(Saved entries)
- - -

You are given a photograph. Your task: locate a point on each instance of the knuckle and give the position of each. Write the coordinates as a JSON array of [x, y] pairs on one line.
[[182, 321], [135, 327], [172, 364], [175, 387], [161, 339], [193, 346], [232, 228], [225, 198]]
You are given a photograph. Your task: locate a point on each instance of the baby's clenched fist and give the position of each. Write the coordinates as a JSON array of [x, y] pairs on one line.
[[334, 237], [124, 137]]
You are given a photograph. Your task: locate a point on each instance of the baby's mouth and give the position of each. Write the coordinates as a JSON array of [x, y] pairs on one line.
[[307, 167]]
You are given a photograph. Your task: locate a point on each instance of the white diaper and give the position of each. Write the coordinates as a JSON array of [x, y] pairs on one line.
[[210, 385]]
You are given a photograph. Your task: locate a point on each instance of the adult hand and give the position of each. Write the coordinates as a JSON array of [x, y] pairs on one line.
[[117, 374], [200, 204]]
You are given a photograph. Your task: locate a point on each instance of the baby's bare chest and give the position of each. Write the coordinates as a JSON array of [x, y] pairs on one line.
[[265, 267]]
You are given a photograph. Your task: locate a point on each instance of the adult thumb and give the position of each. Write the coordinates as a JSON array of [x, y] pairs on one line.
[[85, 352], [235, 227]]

- - -

Search the data for "the baby's bare". Beginning with that line, set down every line through the last exactly.

• [Response box]
You are given a photograph. Your task: locate a point on each instance of the baby's bare chest and give the position of each. Write the coordinates as a JSON array of [x, y] pairs on one line.
[[265, 267]]
You are given a photograph. Your task: locate a point on each instance of the adult thumb and give the position of each. Write the coordinates as a JSON array of [x, y] pairs on one line.
[[85, 352], [235, 227]]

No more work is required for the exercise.